EXCERPTED PASSAGE:
***

I've been thinking this week about the words “I’m sorry.”
Suppose I say that I am sorry for interrupting someone mid-sentence, for forgetting to do something I had promised, or for hurting someone’s feelings with my thoughtless comment. Or suppose I say to someone, “I’m sorry I backed your car into that mailbox and tore up the bumper.” In those cases, “I’m sorry” is a confession, an admission of my own guilt, and an acknowledgment of my responsibility for what I have done or left undone. Perhaps I did not mean to. For example, my intention when I borrowed my friend’s car wasn't to damage it. But when I backed it into a mailbox, denting the bumper and breaking a tail light, I said, “I am sorry.” I apologized for what I had done. AND I paid to get the bumper and the tail light fixed. (For the record, I confessed to the post office about the mailbox, too.)
On the other hand, if I say that I am sorry that you lost your job, broke your ankle, got robbed at gunpoint, found yourself diagnosed with cancer, or felt publicly humiliated by something someone else said or did, I am not taking responsibility for being the cause of any of those things. I am not making an apology or asking pardon. I am simply acknowledging that I can identify with the feelings the situation has evoked in you, whether those feelings be fear, pain, grief, confusion, anger, shame, or one of the other emotions we usually label “negative” and often go to great lengths to avoid. It’s a way to reach out. To extend the hand of compassion.
The two kinds of “I’m sorry” are different. The first we might call a causal one. That “I’m sorry” takes responsibility for the pain, discomfort, inconvenience, or destruction my words or actions cause. The second is a relational one. That “I’m sorry” acknowledges a kinship. It says that as a human being myself, I understand what a fellow human being must be feeling.

***

SOURCE DATA:
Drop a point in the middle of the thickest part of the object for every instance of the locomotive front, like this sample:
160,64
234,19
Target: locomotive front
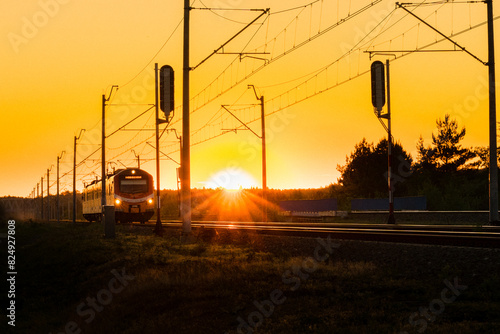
133,195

***

TASK REQUIREMENTS:
• a. Revise the stretch from "On the other" through "hand of compassion." in the essay about saying sorry, swapping "compassion" for "empathy".
• b. Could you carry on the essay about saying sorry from the point where it stops?
You won't need the records for any of this.

ANSWERS FOR EACH ITEM:
• a.
On the other hand, if I say that I am sorry that you lost your job, broke your ankle, got robbed at gunpoint, found yourself diagnosed with cancer, or felt publicly humiliated by something someone else said or did, I am not taking responsibility for being the cause of any of those things. I am not making an apology or asking pardon. I am simply acknowledging that I can identify with the feelings the situation has evoked in you, whether those feelings be fear, pain, grief, confusion, anger, shame, or one of the other emotions we usually label “negative” and often go to great lengths to avoid. It’s a way to reach out. To extend the hand of empathy.

• b.
Perhaps you, like I, have had the experience of saying the second kind of “I’m sorry” to someone, only to have that person reply, “Well, it’s not your fault.” That response has always seemed curious—to be absolved of blame that neither I nor the other person thinks is mine in the first place. But it is a response I have heard often enough to wonder: Do we sometimes completely misunderstand what someone is trying to convey when he or she says “I’m sorry”? Do some of us attach one meaning whereas others attach a different one?
If you’ve been watching the news in the last week, you know why this has been on my mind.
So here is my prayer: that we each give thought to how we use—and hear—even the simplest words. “I’m sorry” would be a good place to start, for though the words may sometimes sound trite to our ears or feel impotent on our tongues, they are important words, and we should be honest about what they mean in the various situations to which they are suited.